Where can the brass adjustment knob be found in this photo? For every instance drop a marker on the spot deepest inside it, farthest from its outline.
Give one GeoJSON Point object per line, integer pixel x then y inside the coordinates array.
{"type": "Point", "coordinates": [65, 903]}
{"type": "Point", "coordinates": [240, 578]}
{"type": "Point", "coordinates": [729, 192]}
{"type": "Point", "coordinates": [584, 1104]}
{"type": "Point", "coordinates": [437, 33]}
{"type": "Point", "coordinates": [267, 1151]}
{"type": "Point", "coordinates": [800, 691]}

**What needs to be done**
Reproduce every line of the records above word for word, without changing anything.

**Written solution**
Where can the brass adjustment knob be found in this photo? For every instance drop a marker on the spot deepest inside it, farthest from its outline.
Give one GeoJSON Point object per line, integer pixel x then y inside the coordinates array.
{"type": "Point", "coordinates": [65, 903]}
{"type": "Point", "coordinates": [240, 578]}
{"type": "Point", "coordinates": [729, 192]}
{"type": "Point", "coordinates": [584, 1104]}
{"type": "Point", "coordinates": [437, 33]}
{"type": "Point", "coordinates": [267, 1151]}
{"type": "Point", "coordinates": [800, 691]}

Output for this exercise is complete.